====== EXTRACT TO READ ======

Australian of the Year Simon McKeon has called on Not for Profits to invest in fundraising, identify high net worth individuals, build long lasting relationships and don’t line up for support from big corporates, in a keynote address to the Australian Youth Affairs Coalition’s National Youth Sector Conference.

Over 500 young people from every state across Australia attended the first national youth sector conference since 2007. The conference theme for 2011 is: Interrupting Transmission: youth | change | policy | practice. The conference aims to cover issues around youth policy, development and practice, and to assist youth workers to develop networks and contacts throughout the sector.

McKeon told the conference that 1% of net profit is generally accepted across the globe to be a maximum that any big corporate is going to give away. Companies are mandated by law to make as much money as possible, so a board of directors is unlikely to give away anymore than that tiny portion.

McKeon says that community organisations are more likely to receive support from smaller businesses that are privately owned as opposed to those registered on the public stock exchange.

McKeon advised the audience to know what they are asking for and make sure they are not asking for it tomorrow. He says tp build on that relationship because the more you get involved with a company the more the tap opens and the cash will flow.

Individuals, families and philanthropic foundations should also be targeted more to support organisations in the community sector.

McKeon says to think about personal relations with people who are wealthy and have capacity to give and connect them with the extraordinary joy of giving.

======

§ WRITTEN TASK 1
Answer these questions about the article on Simon McKeon's address to the conference:
(a) How many young people attended the conference?
(b) What share of net profit is generally accepted as the most a big corporate will give away?
(c) According to McKeon, what kind of businesses are community organisations more likely to receive support from?

====== MATERIAL SHOWN ======

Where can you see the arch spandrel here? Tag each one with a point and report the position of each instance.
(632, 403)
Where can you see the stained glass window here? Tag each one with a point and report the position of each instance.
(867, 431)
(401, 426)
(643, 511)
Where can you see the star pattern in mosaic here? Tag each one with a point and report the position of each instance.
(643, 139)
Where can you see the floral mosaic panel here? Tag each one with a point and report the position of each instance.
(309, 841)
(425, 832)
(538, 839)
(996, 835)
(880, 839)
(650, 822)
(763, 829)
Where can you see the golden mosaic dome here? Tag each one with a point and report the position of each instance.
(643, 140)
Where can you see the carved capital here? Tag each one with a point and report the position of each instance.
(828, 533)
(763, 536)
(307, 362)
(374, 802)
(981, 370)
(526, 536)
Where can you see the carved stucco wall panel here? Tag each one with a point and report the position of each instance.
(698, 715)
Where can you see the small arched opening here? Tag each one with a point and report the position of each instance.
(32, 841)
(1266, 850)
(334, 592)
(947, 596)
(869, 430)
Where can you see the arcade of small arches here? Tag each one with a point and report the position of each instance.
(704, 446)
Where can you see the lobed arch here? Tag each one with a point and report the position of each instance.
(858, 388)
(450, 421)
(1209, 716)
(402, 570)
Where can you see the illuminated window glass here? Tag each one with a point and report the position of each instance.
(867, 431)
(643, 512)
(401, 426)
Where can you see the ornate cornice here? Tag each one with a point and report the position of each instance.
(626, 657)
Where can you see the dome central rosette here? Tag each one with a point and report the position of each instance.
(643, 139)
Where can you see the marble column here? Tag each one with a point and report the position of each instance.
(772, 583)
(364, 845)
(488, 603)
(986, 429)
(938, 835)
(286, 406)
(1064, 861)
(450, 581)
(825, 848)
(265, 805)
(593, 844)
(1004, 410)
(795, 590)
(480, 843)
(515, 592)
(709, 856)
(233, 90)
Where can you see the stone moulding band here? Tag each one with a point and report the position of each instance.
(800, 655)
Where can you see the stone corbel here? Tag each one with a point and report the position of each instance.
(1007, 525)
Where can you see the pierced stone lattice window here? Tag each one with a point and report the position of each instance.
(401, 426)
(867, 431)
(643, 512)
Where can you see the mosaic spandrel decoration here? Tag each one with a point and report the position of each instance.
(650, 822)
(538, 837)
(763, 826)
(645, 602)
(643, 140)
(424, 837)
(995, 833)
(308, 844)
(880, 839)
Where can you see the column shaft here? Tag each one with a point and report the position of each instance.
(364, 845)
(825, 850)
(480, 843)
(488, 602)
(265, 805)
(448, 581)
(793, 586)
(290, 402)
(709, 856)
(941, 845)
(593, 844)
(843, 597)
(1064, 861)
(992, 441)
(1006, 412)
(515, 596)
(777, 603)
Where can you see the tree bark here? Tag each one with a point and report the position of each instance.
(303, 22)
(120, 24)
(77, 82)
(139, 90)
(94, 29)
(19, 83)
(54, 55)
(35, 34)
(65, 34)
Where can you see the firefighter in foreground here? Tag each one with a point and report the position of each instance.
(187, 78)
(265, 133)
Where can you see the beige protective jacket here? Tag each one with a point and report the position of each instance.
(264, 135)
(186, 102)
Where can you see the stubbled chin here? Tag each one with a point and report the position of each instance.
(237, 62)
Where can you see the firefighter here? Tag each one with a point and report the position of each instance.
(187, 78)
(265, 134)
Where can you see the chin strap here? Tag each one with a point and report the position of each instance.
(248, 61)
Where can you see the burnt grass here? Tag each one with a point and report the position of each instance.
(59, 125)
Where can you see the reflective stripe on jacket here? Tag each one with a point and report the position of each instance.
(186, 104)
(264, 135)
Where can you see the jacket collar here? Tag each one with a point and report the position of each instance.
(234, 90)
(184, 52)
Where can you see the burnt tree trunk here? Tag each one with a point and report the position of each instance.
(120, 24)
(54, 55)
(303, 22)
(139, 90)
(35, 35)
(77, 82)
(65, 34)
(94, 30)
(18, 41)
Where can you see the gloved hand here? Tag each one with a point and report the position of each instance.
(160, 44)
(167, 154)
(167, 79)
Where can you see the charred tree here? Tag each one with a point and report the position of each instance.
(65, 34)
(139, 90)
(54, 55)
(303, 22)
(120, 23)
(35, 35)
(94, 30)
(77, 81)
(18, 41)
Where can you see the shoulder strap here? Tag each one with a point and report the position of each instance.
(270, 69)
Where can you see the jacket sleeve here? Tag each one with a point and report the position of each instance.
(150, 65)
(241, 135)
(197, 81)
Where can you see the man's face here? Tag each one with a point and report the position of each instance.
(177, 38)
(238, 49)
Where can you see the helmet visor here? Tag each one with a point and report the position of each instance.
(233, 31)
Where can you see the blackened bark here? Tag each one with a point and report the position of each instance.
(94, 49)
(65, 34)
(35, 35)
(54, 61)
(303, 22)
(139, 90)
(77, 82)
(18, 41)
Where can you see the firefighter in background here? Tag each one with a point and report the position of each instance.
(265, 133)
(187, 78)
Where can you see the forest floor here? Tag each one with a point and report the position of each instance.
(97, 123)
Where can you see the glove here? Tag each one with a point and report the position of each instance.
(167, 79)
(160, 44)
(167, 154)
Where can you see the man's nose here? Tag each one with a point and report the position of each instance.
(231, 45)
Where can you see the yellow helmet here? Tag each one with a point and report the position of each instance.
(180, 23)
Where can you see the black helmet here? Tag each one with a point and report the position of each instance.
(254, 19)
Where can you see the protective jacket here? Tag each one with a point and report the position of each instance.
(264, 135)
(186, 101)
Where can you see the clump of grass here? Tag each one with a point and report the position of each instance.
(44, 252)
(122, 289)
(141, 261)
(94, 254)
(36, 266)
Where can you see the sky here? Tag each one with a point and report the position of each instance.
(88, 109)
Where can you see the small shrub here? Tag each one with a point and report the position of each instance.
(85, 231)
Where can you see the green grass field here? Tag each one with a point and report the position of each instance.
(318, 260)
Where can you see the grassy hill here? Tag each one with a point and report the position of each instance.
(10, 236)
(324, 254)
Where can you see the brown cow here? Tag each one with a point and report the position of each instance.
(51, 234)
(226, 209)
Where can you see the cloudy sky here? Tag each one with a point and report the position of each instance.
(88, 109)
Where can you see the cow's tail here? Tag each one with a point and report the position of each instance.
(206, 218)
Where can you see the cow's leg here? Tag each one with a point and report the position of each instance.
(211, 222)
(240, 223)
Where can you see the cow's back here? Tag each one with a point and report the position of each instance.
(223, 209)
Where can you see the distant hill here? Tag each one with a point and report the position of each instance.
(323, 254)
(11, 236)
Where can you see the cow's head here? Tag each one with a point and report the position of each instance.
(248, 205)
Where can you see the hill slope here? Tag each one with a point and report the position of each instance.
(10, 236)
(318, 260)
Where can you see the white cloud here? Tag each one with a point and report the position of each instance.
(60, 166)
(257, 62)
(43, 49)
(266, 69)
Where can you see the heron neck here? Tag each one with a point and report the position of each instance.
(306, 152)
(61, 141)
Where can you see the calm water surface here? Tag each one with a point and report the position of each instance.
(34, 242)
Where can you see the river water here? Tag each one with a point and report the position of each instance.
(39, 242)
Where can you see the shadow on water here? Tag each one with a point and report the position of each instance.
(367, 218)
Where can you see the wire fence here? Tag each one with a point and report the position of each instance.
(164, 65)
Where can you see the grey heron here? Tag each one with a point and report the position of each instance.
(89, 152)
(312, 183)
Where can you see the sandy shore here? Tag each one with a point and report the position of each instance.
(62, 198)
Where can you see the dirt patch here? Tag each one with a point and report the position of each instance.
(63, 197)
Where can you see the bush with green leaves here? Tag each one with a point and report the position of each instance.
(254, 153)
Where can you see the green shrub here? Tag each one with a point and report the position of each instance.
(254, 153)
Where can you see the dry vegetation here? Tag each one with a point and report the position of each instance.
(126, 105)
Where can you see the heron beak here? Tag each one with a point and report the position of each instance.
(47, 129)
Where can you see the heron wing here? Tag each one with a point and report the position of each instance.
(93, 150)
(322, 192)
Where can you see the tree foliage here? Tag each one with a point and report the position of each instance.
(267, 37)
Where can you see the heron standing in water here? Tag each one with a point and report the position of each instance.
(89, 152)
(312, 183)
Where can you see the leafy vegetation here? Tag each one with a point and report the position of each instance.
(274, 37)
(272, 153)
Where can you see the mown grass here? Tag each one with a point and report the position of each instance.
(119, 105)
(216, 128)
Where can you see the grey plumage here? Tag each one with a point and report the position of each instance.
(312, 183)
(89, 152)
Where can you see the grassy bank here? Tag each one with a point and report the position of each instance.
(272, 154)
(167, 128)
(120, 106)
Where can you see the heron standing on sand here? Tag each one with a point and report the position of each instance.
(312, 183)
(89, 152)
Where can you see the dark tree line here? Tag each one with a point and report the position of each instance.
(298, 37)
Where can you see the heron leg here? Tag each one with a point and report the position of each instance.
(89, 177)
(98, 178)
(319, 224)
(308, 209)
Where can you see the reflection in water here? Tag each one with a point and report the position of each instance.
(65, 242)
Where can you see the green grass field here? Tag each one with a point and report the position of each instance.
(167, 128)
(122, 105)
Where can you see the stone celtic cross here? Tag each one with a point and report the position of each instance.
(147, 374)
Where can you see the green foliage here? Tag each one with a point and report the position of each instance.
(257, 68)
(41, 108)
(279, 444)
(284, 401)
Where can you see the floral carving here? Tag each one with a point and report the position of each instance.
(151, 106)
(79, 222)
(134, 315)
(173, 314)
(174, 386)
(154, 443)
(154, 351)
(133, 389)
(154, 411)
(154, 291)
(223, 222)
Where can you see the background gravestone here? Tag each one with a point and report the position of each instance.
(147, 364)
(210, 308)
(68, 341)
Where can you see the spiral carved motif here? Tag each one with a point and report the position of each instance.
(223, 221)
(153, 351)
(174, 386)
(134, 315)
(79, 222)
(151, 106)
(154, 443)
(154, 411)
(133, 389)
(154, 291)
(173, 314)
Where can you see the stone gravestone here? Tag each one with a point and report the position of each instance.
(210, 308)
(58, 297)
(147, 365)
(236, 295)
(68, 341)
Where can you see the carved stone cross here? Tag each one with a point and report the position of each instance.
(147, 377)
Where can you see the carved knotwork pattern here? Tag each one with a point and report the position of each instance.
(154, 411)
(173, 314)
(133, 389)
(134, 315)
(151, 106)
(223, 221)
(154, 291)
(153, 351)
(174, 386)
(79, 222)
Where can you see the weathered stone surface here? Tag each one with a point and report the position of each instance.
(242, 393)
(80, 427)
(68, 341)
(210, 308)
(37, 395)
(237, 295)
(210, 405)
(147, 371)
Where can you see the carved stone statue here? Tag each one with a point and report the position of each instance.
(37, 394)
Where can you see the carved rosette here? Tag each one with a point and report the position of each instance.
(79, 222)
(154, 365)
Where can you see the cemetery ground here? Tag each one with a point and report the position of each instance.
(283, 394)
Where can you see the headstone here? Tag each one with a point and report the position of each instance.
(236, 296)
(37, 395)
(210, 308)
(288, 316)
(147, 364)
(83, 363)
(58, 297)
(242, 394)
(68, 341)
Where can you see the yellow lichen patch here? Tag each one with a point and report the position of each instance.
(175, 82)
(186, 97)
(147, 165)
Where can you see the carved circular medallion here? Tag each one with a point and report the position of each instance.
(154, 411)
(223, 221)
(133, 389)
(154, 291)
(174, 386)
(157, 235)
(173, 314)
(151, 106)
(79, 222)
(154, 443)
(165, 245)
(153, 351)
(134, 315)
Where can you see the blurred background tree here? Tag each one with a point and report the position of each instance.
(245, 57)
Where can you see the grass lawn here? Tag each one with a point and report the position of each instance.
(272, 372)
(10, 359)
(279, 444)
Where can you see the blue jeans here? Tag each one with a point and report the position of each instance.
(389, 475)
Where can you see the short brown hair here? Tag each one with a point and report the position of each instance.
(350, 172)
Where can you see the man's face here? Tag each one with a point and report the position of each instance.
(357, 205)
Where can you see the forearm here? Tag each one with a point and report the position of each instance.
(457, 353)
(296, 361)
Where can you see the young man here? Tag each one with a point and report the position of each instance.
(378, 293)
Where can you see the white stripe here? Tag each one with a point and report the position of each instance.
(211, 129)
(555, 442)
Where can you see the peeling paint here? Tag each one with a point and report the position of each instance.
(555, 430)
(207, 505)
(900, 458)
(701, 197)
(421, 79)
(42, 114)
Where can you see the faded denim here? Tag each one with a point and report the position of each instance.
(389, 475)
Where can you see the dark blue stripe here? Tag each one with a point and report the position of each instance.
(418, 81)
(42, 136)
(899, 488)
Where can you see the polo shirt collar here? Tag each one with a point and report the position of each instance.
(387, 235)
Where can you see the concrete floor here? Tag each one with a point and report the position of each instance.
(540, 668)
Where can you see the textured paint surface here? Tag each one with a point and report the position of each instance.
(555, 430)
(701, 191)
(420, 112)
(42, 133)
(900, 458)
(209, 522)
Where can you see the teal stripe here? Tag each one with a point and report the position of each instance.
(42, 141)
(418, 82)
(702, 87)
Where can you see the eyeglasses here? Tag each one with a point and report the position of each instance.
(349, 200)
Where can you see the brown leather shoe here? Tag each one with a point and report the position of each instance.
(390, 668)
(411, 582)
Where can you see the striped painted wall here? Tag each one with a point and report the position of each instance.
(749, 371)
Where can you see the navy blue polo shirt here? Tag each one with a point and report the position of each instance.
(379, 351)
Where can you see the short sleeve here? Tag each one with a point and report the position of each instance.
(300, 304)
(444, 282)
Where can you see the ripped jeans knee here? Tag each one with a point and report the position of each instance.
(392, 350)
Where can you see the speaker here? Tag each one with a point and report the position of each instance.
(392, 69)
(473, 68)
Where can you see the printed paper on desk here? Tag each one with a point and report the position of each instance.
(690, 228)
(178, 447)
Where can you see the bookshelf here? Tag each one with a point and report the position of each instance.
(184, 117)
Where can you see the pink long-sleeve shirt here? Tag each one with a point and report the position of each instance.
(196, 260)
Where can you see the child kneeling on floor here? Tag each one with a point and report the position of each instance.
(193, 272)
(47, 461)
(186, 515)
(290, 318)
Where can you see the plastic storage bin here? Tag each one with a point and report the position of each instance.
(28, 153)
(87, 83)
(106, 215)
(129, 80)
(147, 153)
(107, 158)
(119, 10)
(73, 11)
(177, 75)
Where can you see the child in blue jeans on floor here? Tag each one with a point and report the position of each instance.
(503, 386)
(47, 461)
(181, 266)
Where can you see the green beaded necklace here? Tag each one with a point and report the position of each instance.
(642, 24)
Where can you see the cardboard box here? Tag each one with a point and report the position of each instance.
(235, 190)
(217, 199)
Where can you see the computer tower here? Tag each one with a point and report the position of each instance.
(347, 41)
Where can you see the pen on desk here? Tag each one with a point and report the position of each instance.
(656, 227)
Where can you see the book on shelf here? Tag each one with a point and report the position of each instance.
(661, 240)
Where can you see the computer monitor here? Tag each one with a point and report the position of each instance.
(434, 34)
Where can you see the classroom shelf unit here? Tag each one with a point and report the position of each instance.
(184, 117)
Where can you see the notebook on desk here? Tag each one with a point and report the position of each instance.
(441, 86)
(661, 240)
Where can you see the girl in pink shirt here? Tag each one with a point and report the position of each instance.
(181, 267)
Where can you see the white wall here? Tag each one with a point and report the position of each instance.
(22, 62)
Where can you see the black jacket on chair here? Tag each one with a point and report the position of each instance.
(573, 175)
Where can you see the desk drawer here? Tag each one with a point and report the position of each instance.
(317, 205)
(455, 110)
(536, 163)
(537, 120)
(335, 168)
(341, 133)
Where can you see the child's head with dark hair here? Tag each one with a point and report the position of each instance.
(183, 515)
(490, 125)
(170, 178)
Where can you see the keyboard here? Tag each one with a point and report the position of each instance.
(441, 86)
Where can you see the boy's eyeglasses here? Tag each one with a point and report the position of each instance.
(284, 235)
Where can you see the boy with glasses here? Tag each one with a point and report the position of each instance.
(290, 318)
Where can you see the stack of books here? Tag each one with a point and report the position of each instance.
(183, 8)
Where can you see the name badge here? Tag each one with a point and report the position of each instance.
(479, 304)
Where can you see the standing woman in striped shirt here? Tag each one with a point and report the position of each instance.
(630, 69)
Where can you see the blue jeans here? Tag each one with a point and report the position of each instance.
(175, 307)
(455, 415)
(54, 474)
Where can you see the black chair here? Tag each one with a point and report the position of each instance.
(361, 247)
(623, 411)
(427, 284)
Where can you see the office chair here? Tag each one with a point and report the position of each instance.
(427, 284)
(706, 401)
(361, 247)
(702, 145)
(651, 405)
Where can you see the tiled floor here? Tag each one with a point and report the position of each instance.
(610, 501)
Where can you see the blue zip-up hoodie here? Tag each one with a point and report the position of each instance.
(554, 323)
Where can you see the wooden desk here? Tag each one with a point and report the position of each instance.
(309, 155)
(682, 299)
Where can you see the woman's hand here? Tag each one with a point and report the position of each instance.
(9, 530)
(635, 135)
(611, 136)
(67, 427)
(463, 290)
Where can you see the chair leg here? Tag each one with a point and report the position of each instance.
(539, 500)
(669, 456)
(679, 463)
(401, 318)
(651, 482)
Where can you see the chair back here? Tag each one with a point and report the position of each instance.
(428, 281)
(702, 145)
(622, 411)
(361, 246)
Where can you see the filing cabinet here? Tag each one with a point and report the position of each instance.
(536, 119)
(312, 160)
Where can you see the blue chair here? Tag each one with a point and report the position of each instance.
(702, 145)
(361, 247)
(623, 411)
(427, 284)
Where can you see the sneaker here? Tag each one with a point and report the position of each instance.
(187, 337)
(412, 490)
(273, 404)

======

§ WRITTEN TASK 2
Extract these lines from the records without any change: start at the line that contains "Where can you see the stack" and end at the last line of the records, including both.

§ CORRECT OUTPUT 1
(a) Over 500 young people, from every state across Australia.
(b) 1% of net profit.
(c) Smaller businesses that are privately owned, rather than those registered on the public stock exchange.

§ CORRECT OUTPUT 2
Where can you see the stack of books here? Tag each one with a point and report the position of each instance.
(183, 8)
Where can you see the name badge here? Tag each one with a point and report the position of each instance.
(479, 304)
Where can you see the standing woman in striped shirt here? Tag each one with a point and report the position of each instance.
(630, 69)
Where can you see the blue jeans here? Tag each one with a point and report the position of each instance.
(175, 307)
(455, 415)
(54, 474)
Where can you see the black chair here? Tag each one with a point and report the position of each instance.
(361, 247)
(623, 411)
(427, 284)
Where can you see the office chair here? Tag each one with a point and report the position of each instance.
(427, 284)
(706, 401)
(361, 247)
(702, 145)
(651, 405)
Where can you see the tiled floor here? Tag each one with a point and report the position of each instance.
(610, 501)
Where can you see the blue zip-up hoodie here? Tag each one with a point and report the position of each instance.
(554, 323)
Where can you see the wooden desk here? Tag each one with a point and report the position of each instance.
(309, 155)
(682, 299)
Where can you see the woman's hand here? Tag each one with a point and report the position of each instance.
(9, 530)
(635, 135)
(611, 136)
(67, 427)
(463, 290)
Where can you see the chair leg here? Tag each one with a point and report the position of each instance.
(539, 500)
(669, 456)
(679, 463)
(401, 318)
(651, 482)
Where can you see the chair back here? Tag each one with a point and report the position of each instance.
(428, 281)
(702, 145)
(622, 411)
(361, 246)
Where can you see the filing cabinet here? Tag each one with a point and report the position of each instance.
(536, 119)
(312, 160)
Where can you see the blue chair here? Tag each one with a point and report the position of each instance.
(702, 145)
(361, 247)
(623, 411)
(427, 284)
Where can you see the sneaker here? Tag each one with a point and report the position of each instance.
(187, 337)
(412, 490)
(273, 404)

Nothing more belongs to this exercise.